OBJETIVO: En el texto sobre Huracán Carter y Lesra Martin, ¿qué profesión acabó ejerciendo Lesra?

TEXTO PROPORCIONADO:
Pasó el tiempo, la correspondencia entre ambos continuó, e incluso las llamadas telefónicas a cobro revertido, y progresivamente Carter le fue informando de que empezaba a perder la esperanza de salir un día en libertad, la fortaleza espiritual que lo había mantenido con vida hasta ese instante. Lesra, con ayuda de los canadienses que le educaban, decidió tomar cartas en el asunto: se mudaron a Nueva Jersey y reunieron datos que al parecer finalmente ayudaron a la milagrosa liberación de Carter, quien también acabó mudándose a Canadá. Lesra se convirtió en abogado.
Quien ha visto la película de la amistad que unió a ambos hombres sabe que ésta no trata sobre el boxeo o la cárcel, sino que es, en esencia, una película sobre la palabra. Dejando a un lado las distorsiones propias del cine, quien ha visto la película reconoce que la escena del primer encuentro entre ambos, en la sala de visitas del penal de Trenton, Nueva Jersey, define y marca la historia de Huracán Carter y Lesra Martin con el sello de la palabra. En la película, Carter (Denzel Washington) no abraza a Martin (Vicellous Reon Shannon) sino que lo espera sentado a una de las mesas. Cruzan unas frases y entonces se da el siguiente diálogo, que resume el porqué de su amistad:
CARTER: Es muy importante superar las cosas que nos limitan, ¿sabes? Has aprendido a leer y a escribir. La escritura... la escritura es magia. ¿Nunca lo has sentido así?
LESRA: Sí, así es.

DATOS PROPORCIONADOS:
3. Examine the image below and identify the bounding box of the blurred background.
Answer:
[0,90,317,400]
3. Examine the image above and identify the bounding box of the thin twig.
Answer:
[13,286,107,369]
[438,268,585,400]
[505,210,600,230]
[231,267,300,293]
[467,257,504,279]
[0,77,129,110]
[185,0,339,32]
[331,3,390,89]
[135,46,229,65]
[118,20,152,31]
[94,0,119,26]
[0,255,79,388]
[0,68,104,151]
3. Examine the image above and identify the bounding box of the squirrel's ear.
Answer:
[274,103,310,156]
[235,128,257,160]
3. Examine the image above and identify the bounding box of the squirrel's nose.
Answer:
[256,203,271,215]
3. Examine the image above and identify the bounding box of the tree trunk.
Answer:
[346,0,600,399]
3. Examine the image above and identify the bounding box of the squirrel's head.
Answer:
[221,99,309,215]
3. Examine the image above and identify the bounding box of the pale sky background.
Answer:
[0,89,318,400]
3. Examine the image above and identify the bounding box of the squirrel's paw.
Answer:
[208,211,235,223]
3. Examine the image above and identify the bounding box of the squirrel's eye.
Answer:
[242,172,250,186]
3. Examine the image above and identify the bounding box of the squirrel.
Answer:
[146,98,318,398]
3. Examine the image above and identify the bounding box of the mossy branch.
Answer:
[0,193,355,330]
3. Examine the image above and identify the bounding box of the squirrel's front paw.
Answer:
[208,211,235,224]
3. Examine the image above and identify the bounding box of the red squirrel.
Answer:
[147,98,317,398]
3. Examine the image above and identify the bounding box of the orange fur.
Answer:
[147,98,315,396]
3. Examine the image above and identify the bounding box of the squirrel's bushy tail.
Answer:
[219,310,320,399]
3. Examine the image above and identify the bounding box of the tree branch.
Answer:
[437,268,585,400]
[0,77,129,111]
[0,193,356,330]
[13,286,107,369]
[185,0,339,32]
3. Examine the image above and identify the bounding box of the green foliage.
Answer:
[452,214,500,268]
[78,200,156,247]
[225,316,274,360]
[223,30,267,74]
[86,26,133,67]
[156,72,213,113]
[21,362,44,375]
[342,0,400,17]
* * *
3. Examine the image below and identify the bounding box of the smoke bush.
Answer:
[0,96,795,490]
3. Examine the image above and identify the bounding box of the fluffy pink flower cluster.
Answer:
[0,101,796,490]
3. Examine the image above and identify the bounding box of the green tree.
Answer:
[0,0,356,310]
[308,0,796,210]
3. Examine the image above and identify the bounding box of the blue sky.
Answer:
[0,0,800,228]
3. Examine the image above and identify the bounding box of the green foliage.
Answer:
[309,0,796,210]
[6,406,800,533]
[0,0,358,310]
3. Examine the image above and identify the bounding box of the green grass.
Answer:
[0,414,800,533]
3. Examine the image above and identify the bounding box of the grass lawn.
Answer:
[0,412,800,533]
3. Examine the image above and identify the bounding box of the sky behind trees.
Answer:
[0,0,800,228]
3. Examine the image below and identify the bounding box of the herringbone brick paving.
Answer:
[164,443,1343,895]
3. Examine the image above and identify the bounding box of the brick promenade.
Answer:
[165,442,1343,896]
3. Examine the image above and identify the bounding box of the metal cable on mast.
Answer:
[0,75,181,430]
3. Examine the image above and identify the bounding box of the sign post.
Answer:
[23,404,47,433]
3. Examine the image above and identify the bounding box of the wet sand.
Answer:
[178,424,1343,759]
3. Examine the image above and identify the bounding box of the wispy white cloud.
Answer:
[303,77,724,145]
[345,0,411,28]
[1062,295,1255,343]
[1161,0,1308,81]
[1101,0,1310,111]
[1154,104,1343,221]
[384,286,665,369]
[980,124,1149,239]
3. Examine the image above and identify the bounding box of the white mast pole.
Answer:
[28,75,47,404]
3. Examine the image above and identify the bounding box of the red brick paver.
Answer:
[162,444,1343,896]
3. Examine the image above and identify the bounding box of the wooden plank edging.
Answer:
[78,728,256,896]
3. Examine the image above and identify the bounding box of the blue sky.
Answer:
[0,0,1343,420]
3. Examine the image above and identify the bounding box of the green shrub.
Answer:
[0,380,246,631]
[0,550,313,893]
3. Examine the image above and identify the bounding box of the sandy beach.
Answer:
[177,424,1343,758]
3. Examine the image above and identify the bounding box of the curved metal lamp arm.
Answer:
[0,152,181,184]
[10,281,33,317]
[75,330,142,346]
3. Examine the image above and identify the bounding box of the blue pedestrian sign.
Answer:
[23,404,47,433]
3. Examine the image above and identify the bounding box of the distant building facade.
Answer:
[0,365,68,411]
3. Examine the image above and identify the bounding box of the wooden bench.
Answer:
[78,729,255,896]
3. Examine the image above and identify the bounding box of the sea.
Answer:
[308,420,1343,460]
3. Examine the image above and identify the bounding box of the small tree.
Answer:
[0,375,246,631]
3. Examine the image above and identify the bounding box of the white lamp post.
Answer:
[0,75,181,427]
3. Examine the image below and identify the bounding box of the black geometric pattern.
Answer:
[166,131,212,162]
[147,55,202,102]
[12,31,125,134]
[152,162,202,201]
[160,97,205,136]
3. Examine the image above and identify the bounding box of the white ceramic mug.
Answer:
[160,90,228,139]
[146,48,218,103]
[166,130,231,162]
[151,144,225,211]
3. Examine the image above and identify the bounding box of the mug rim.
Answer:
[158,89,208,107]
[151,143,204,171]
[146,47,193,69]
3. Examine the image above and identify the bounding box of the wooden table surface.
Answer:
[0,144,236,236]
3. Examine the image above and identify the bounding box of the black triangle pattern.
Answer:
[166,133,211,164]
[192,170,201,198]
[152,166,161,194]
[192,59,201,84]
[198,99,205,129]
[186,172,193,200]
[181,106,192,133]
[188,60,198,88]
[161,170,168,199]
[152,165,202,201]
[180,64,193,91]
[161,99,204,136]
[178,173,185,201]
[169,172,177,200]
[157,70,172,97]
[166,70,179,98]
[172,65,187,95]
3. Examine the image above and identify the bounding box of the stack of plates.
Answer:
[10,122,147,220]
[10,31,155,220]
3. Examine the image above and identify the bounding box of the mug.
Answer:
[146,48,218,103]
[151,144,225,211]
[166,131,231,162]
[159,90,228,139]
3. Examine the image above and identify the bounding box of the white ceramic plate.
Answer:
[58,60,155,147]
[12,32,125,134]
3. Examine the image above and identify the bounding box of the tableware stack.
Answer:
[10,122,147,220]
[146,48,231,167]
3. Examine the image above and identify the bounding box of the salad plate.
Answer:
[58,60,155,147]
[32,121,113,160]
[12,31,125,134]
...
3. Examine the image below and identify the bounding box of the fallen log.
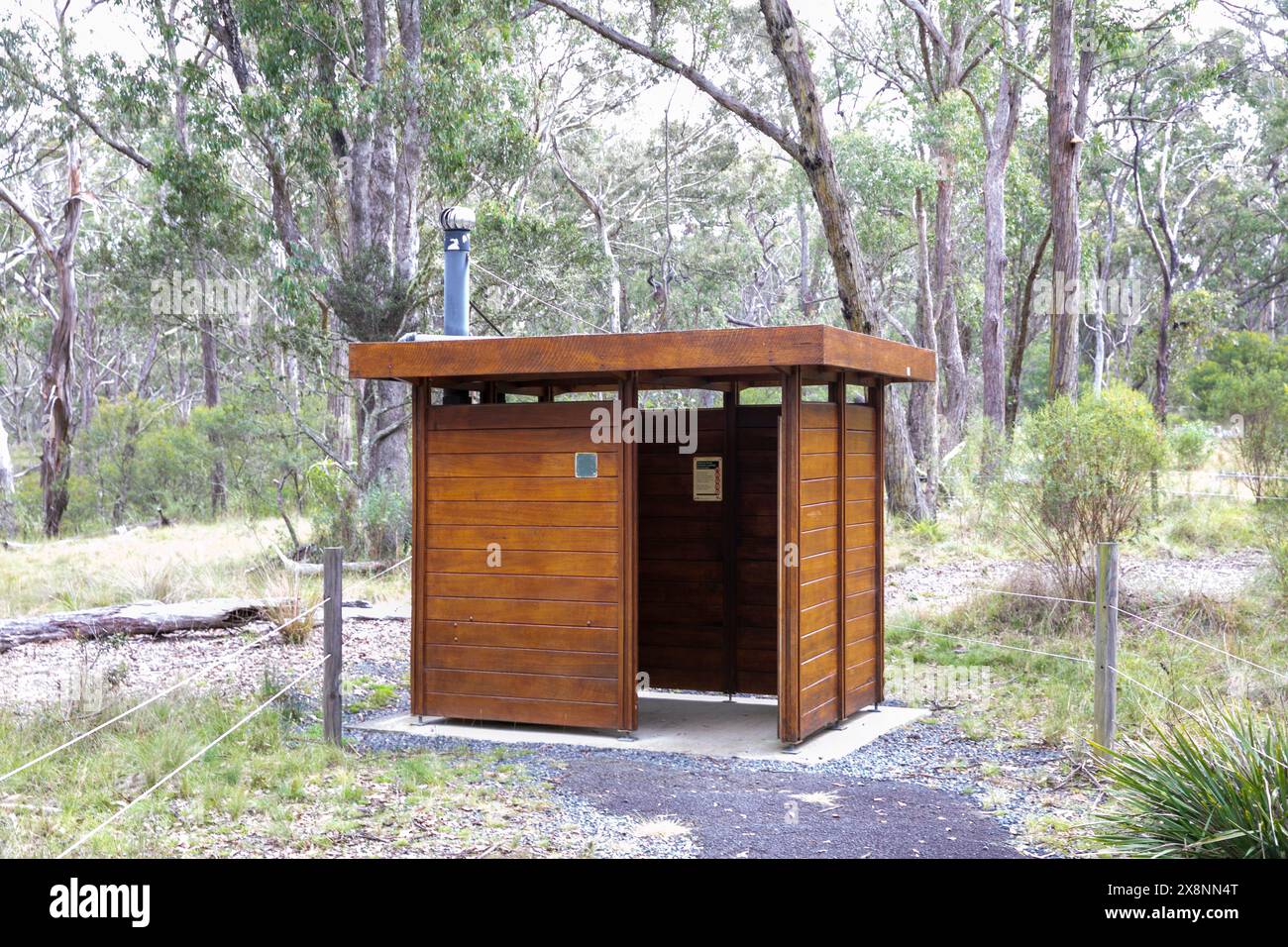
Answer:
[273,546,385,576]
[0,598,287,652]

RESPUESTA: Lesra se convirtió en abogado.